▶ DATA EXTRACTS

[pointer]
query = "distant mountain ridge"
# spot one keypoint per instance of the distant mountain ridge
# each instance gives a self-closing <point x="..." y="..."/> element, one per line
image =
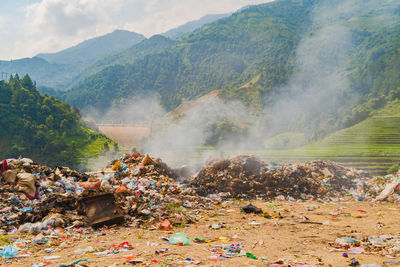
<point x="193" y="25"/>
<point x="59" y="69"/>
<point x="93" y="49"/>
<point x="262" y="54"/>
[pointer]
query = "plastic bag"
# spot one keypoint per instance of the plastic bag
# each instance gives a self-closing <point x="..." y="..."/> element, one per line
<point x="179" y="239"/>
<point x="9" y="252"/>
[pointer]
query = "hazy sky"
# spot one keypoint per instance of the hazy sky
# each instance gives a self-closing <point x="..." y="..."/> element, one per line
<point x="29" y="27"/>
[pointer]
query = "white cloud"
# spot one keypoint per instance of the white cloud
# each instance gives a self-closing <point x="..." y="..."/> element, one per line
<point x="52" y="25"/>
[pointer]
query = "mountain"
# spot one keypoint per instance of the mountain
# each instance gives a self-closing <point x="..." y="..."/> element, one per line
<point x="154" y="44"/>
<point x="41" y="70"/>
<point x="193" y="25"/>
<point x="339" y="57"/>
<point x="43" y="128"/>
<point x="223" y="54"/>
<point x="92" y="50"/>
<point x="58" y="70"/>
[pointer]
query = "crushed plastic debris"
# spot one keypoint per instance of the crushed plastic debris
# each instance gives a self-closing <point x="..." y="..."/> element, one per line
<point x="249" y="177"/>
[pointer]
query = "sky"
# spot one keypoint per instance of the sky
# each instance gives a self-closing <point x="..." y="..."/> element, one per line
<point x="29" y="27"/>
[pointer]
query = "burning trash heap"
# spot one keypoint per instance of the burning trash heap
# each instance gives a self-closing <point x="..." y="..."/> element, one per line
<point x="136" y="189"/>
<point x="248" y="177"/>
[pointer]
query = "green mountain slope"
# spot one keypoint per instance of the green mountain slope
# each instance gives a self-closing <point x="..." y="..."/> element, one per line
<point x="193" y="25"/>
<point x="43" y="128"/>
<point x="372" y="145"/>
<point x="42" y="71"/>
<point x="94" y="49"/>
<point x="339" y="57"/>
<point x="154" y="44"/>
<point x="223" y="54"/>
<point x="58" y="70"/>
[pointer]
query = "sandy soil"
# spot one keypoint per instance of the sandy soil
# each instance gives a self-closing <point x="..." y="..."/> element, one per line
<point x="289" y="238"/>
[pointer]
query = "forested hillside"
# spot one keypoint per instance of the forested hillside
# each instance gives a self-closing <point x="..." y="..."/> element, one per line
<point x="154" y="44"/>
<point x="43" y="128"/>
<point x="223" y="54"/>
<point x="58" y="70"/>
<point x="342" y="55"/>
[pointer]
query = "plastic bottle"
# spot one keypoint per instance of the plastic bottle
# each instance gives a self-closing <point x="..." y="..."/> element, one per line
<point x="179" y="239"/>
<point x="9" y="252"/>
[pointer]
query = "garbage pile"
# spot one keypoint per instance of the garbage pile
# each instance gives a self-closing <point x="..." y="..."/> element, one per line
<point x="249" y="177"/>
<point x="136" y="189"/>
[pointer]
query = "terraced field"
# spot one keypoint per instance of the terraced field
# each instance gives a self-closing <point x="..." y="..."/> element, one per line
<point x="372" y="145"/>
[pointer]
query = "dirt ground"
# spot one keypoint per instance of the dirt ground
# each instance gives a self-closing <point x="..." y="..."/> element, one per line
<point x="291" y="238"/>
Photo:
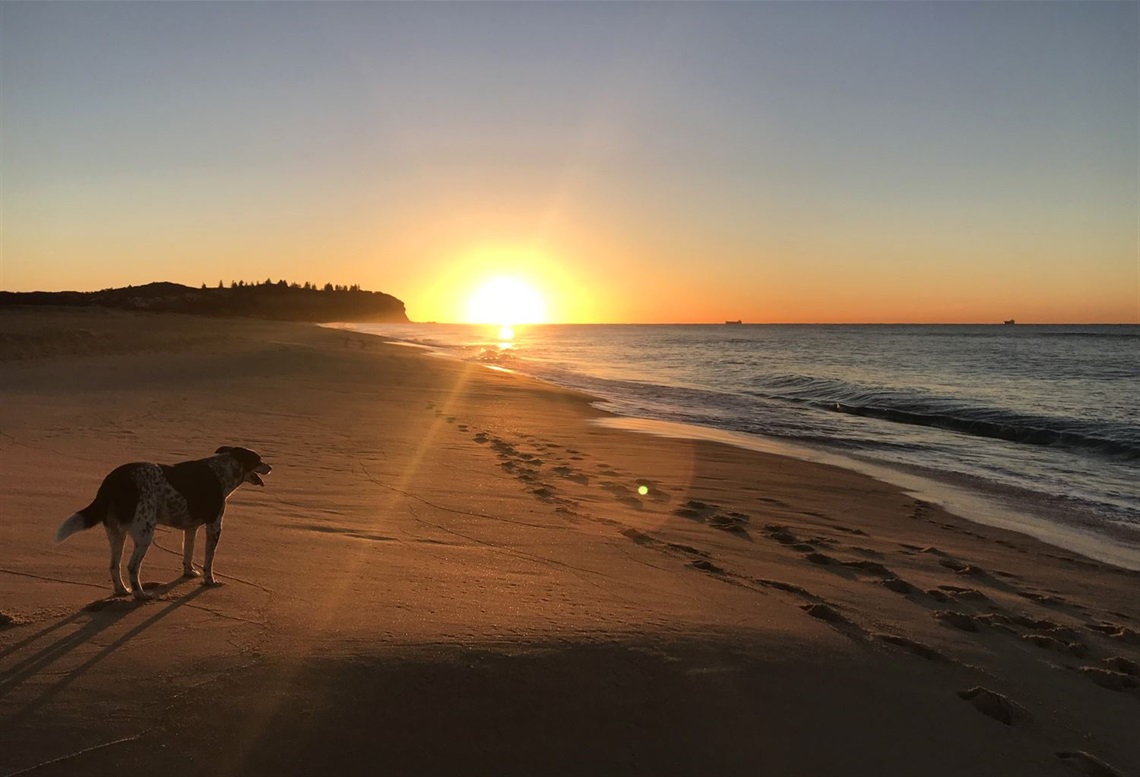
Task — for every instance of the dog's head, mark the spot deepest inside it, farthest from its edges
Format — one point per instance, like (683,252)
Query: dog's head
(252,465)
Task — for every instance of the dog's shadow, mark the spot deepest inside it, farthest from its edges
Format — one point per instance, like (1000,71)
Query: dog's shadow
(100,615)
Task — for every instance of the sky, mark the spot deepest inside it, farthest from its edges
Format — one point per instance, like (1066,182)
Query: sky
(783,162)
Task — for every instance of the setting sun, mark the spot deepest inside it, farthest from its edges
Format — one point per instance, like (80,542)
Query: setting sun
(506,301)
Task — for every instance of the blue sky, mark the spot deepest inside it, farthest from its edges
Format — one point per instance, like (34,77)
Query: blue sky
(651,162)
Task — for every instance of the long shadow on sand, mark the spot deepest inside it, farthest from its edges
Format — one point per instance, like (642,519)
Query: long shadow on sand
(103,614)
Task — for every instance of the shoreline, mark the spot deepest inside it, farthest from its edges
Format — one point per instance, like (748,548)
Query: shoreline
(454,569)
(959,500)
(1116,546)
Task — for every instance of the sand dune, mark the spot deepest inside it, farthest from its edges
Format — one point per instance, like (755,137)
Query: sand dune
(453,571)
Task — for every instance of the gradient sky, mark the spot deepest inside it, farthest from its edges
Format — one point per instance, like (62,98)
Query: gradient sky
(634,162)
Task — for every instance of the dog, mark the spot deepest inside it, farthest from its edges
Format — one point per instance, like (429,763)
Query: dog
(137,497)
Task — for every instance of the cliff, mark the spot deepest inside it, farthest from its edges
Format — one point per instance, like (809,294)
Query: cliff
(278,301)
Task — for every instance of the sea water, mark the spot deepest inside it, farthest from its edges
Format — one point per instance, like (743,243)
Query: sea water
(1043,419)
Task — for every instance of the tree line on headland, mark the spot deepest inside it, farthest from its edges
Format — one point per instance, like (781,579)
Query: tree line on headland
(270,300)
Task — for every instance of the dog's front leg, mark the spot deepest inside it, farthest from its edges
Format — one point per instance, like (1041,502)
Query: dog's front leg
(188,536)
(213,532)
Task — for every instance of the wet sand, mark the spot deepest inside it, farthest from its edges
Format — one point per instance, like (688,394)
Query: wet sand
(454,571)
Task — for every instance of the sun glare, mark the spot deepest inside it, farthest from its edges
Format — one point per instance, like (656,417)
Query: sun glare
(505,302)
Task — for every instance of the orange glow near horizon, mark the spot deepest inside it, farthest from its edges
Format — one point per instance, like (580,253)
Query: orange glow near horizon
(506,301)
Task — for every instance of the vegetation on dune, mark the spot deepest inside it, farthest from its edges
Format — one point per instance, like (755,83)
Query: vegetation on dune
(270,300)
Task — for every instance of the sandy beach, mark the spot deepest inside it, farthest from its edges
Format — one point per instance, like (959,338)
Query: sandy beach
(453,570)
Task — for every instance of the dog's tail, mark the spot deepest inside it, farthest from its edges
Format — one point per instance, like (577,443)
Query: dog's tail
(117,496)
(87,517)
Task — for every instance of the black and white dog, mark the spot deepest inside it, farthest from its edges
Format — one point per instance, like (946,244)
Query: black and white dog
(137,497)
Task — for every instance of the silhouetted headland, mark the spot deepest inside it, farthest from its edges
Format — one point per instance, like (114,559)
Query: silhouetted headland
(278,301)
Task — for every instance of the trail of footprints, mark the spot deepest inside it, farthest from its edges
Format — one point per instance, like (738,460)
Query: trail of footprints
(965,607)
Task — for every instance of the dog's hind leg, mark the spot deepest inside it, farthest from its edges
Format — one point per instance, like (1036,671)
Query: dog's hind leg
(188,570)
(213,532)
(141,533)
(116,537)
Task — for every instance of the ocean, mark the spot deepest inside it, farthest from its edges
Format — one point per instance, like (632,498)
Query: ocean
(1035,427)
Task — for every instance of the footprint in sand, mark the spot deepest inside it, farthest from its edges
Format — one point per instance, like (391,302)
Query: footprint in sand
(993,704)
(913,646)
(897,585)
(958,620)
(823,612)
(1116,631)
(569,474)
(1086,765)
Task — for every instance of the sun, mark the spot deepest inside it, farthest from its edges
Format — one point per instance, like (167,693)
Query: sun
(506,301)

▶ THE PROBLEM
Which of the lines in the material carry the string "ridge"? Pull them out.

▶ COMPLETED EXERCISE
query = "distant mountain ridge"
# spot one keypoint per instance of the distant mountain ridge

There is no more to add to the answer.